The ability to execute imperative (or OO if you like) code inside of the database has had little uptake, and in general has been rejected by both the DBA community and the programmer communities. Similarly, the inclusion of messsage queues inside the RDBMS has had little uptake or impact, with most organisations which choose to adopt message queuing approaches preferring technologies which exist outside of their RDBMS (such as WebSphereMQ, Tibco, ActiveMQ, RabbitMQ, etc…) I’m not going to go into why I think this has happened here, and I don’t have any figures to back this up – but I’ve certainly not witnessed any uptake of these things, nor widespread discussion of & interest in them. I’m not suggesting that these capabilities are never used, not that they are never appropriate nor useful, just that they haven’t had anything like a revolutionary impact – unless you’re a company/engineer concerned with making RDBMSs. This said, I’ve certainly heard of platforms like Redis being used as high performance queues, and I’ve used CouchDB myself as a distributed, durable queue. So I think Jim Gray is correct that there is a union between database platforms and queuing technologies that is happening to an extent (though I’m not sure it constitutes a revolution), but despite these capabilities being bolted onto RDBMSs, they’re not where its happening.

=== TASK REQUIREMENTS ===
(A) Answer these about the passage on databases and message queues:
(i) Which queuing technologies outside the RDBMS does it name?
(ii) What has the author used CouchDB as?
(iii) Which platform has the author heard of being used for high performance queues?
(B) Go on with the passage about databases and message queues, writing on from its final sentence.
The lines that come next have no connection to the passage on databases and message queues.

=== EXTRACTED MATERIAL ===
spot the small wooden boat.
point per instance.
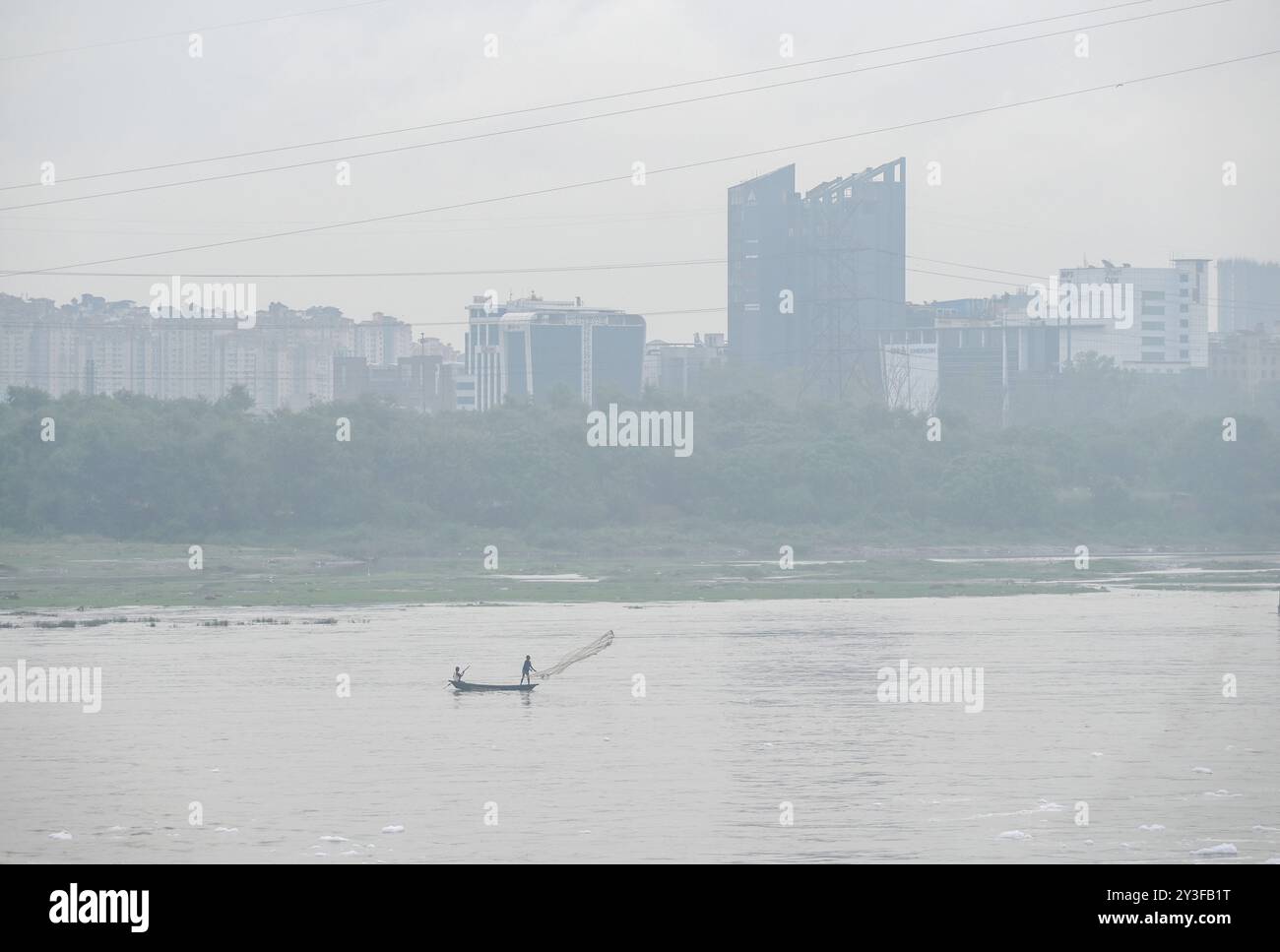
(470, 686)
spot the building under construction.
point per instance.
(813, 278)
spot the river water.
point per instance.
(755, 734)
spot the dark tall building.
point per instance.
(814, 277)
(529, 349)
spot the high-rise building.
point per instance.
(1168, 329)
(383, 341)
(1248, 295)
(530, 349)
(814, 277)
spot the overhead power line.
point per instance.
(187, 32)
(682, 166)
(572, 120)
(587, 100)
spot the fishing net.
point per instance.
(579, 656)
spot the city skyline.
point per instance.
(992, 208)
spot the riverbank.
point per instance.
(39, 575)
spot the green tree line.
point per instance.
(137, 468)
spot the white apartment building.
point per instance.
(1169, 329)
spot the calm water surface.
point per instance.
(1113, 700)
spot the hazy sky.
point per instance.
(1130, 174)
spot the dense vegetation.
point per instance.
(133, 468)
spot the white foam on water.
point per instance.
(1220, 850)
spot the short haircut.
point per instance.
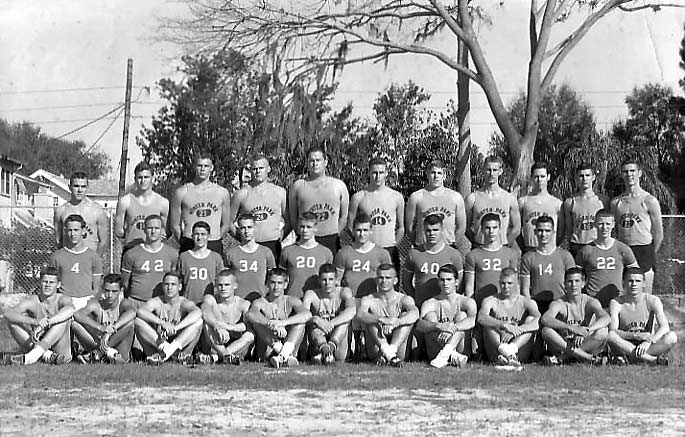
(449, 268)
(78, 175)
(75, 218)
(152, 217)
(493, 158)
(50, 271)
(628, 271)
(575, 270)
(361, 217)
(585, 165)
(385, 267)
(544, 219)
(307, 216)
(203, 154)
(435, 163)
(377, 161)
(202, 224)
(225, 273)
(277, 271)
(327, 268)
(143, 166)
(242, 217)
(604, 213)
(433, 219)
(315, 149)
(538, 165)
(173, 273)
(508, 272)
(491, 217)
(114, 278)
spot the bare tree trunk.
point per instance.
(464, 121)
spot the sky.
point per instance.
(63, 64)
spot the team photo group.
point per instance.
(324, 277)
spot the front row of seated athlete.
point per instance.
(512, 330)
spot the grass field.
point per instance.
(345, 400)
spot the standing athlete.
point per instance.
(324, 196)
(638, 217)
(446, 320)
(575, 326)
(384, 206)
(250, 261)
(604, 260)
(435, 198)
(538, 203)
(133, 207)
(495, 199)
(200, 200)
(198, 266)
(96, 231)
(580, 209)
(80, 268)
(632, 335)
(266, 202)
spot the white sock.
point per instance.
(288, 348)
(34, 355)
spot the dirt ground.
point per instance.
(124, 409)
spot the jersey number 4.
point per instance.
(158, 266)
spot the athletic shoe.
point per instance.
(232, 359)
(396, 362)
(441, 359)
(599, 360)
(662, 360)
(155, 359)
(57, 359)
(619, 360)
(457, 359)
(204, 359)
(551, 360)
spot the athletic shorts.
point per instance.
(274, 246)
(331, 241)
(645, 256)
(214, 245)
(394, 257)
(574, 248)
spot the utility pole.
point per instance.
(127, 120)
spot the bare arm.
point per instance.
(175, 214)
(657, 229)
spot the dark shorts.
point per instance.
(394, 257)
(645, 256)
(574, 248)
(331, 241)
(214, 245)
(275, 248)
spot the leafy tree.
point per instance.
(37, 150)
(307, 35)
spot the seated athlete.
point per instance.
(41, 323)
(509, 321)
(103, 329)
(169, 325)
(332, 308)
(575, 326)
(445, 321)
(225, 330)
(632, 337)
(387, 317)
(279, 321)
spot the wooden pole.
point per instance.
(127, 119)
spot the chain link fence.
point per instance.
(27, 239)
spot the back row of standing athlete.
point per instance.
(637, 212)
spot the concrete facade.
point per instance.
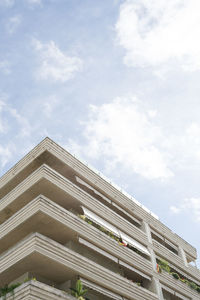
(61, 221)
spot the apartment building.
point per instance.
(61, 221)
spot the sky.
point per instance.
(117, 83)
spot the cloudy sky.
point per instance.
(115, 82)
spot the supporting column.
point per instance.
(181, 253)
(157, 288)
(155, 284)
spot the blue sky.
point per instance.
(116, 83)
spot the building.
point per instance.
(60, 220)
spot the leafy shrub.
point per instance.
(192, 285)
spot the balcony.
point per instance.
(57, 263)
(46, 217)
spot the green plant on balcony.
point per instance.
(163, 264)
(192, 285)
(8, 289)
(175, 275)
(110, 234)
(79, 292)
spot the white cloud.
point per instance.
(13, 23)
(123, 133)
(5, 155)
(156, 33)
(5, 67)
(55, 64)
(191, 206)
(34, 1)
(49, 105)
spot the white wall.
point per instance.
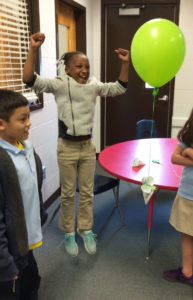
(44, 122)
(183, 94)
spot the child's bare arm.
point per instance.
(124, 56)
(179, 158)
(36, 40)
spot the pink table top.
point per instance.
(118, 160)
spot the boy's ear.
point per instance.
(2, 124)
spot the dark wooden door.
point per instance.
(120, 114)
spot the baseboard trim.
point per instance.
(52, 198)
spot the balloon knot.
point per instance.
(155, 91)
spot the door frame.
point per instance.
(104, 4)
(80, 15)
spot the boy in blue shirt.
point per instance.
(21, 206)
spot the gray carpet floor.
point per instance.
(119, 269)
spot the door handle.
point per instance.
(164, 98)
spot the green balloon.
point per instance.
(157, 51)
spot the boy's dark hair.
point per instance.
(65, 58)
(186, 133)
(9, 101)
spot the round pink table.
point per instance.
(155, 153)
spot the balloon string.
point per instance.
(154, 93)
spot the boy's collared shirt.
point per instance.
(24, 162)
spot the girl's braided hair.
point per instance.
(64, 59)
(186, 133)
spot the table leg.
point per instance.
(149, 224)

--

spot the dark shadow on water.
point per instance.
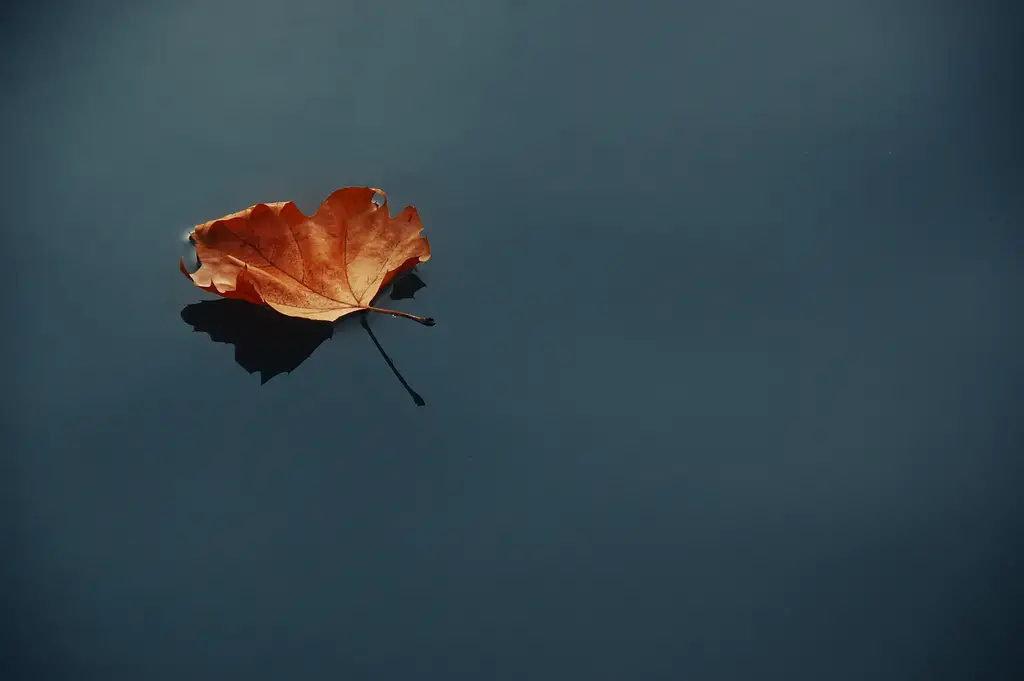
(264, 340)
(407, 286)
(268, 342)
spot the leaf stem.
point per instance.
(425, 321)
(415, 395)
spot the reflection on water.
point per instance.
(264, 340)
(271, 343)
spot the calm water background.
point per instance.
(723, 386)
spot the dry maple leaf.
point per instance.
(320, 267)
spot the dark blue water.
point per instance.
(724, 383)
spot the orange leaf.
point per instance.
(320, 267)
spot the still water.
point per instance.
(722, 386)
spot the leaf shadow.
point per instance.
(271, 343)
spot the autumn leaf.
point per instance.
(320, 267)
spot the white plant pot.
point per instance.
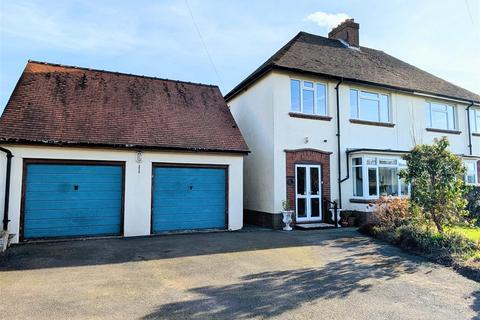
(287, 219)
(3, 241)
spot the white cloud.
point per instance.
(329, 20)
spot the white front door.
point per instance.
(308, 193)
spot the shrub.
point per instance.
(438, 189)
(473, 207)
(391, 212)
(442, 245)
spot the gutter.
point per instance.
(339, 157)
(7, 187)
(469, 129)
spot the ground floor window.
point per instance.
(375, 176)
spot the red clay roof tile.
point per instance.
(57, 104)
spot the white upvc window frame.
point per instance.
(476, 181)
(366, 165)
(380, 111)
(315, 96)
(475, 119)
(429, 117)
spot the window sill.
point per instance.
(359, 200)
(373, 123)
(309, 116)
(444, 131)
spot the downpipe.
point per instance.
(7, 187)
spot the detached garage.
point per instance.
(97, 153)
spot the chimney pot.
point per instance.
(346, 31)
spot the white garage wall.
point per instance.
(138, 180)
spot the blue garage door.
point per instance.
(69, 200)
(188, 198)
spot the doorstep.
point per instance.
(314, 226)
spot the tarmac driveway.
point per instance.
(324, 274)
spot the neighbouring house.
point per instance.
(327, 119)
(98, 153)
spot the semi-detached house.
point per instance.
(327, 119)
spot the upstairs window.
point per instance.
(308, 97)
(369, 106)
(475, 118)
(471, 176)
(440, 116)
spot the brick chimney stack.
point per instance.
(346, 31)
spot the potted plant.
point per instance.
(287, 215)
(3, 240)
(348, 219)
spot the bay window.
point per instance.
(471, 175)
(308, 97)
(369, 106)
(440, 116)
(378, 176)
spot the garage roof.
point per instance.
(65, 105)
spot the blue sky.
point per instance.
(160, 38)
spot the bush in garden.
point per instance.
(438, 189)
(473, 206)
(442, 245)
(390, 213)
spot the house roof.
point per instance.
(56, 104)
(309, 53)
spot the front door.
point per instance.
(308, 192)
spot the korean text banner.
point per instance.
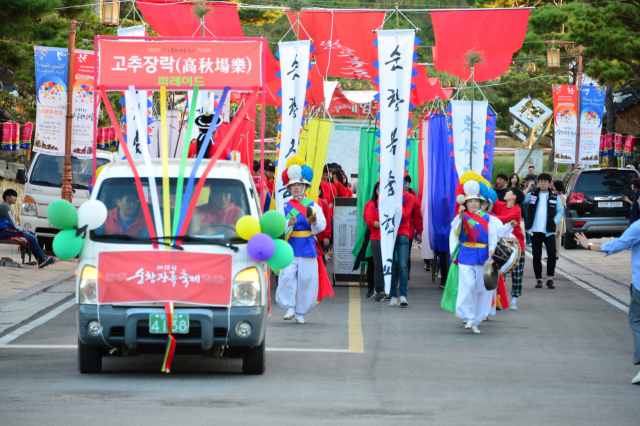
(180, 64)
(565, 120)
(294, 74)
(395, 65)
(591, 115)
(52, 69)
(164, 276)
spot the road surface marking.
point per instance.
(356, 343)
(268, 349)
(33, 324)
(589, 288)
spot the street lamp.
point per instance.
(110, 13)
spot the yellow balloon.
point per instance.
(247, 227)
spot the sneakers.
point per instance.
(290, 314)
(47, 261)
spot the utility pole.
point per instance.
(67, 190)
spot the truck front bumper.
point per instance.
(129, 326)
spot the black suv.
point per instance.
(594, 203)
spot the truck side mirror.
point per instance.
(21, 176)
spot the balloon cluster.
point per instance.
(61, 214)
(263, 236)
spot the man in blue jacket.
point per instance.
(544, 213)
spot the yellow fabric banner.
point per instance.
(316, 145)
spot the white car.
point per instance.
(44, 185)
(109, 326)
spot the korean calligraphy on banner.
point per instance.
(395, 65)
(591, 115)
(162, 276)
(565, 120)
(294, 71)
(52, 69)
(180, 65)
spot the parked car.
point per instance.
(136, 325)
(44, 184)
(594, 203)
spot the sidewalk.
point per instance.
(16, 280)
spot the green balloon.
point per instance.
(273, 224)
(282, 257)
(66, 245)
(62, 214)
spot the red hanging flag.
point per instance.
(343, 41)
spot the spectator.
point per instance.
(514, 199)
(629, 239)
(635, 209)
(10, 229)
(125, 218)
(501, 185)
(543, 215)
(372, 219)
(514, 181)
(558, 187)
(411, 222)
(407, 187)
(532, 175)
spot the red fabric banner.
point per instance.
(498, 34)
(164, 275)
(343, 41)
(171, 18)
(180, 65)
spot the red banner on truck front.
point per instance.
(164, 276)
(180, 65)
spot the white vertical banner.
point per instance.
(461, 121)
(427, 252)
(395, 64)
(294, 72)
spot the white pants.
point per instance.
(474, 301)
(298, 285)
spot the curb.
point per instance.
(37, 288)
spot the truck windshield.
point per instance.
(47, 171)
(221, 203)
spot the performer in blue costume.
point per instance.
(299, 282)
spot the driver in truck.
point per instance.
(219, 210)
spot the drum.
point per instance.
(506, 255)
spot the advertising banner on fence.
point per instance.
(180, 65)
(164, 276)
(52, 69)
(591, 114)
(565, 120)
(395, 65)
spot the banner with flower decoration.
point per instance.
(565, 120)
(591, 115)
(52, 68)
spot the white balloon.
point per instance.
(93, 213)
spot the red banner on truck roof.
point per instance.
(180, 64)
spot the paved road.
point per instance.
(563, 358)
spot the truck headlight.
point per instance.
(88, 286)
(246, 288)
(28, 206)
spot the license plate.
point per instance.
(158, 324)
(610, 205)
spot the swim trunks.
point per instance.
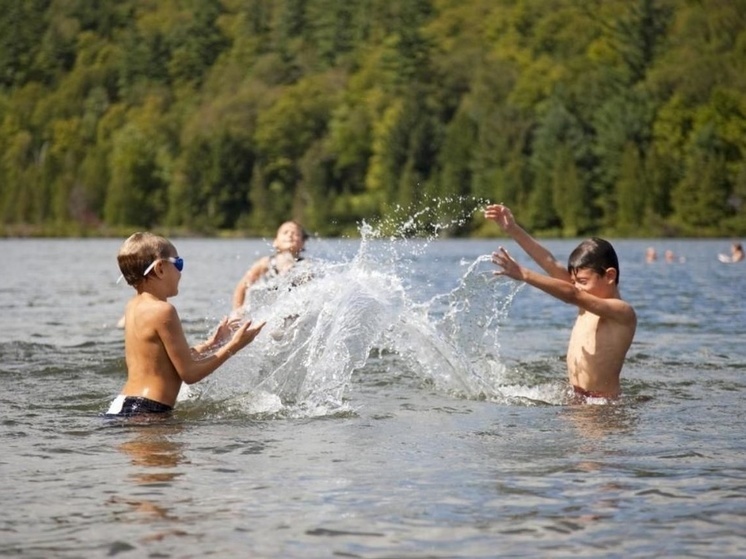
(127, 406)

* * *

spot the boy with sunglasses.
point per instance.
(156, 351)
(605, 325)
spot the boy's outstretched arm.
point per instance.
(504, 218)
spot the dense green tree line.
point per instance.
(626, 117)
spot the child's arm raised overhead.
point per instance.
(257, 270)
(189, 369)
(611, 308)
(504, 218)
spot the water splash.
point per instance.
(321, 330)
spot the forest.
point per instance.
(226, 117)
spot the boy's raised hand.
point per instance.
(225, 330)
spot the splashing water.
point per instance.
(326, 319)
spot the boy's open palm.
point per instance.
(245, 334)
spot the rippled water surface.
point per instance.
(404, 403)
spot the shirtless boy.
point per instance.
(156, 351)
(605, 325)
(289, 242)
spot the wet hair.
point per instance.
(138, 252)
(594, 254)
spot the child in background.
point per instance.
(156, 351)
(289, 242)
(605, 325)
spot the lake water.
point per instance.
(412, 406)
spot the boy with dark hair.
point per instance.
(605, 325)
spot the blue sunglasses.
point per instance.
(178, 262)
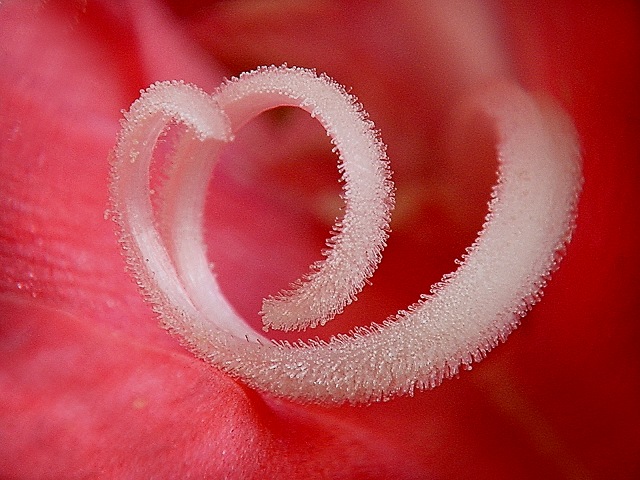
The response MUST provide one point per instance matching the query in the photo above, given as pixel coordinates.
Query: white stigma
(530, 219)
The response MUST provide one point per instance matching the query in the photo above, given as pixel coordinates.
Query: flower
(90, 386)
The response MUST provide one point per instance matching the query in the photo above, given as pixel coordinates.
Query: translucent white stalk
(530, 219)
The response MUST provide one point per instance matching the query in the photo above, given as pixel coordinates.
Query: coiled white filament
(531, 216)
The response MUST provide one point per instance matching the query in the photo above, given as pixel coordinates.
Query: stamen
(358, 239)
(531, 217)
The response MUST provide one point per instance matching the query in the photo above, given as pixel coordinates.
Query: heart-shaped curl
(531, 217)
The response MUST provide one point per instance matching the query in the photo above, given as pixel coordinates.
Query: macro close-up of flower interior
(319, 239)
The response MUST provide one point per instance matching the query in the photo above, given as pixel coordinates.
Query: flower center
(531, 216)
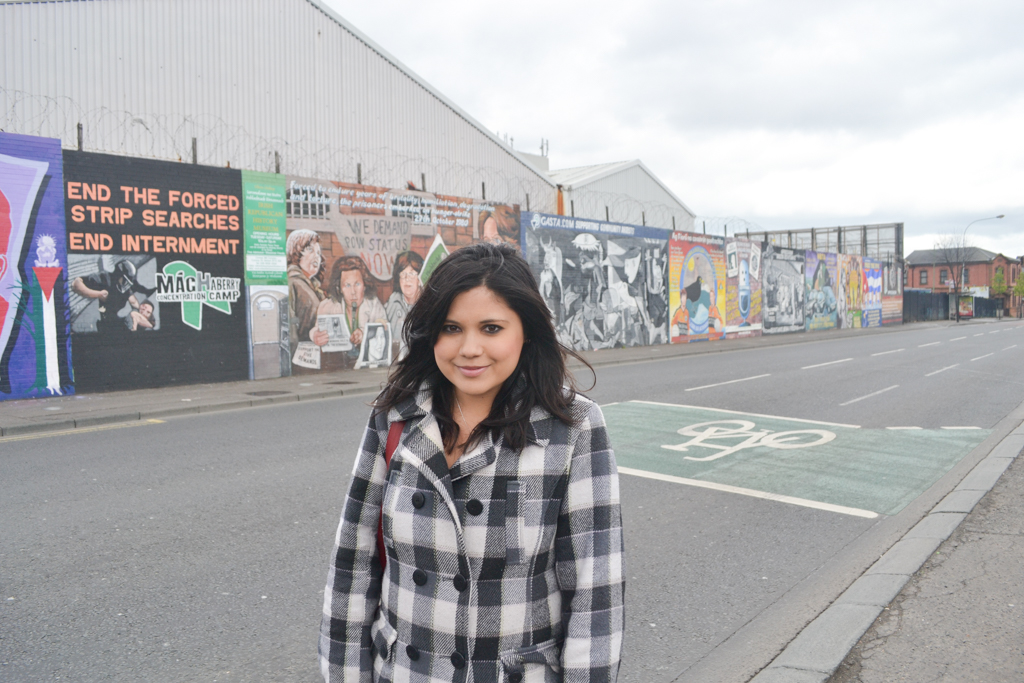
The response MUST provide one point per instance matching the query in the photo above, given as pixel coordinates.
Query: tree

=== RESPONSES ===
(A)
(i) WebSphereMQ, Tibco, ActiveMQ and RabbitMQ
(ii) A distributed, durable queue
(iii) Redis

(B)
Similarly, though relational database platforms have now enabled the exposing of data as ‘services’ through the web for a number of years, I have not seen this become a popular thing. Risk averse organisations are typically unwilling to risk exposing there data platforms in these ways (perhaps because they have been trained to see the DB as the king in a chess game of security), and the capabilities which these platforms expose (& I’m thinking specifically of SQL Server Astoria here). I could suggest that a lot of webservices which I’ve seen do very little except to directly expose CRUD like operations onto databases, but these remain an external wrapper around the database. If the relational database platform has been unsuccessful in promoting this approach then perhaps the NoSQL community has been more successful. Products like CouchDB take exposing the database as a web service to their core, and other products such as Neo4J, Riak, and HBase have followed in providing various interpretations of RESTful webservices. Perhaps this could be because the kind of organisation which might adopt NoSql stores assesses & manages risks in different ways to many which will not adopt these. So in one sense here Jim Gray is absolutely correct, it’s just that this hasn’t really happened for the RDBMS.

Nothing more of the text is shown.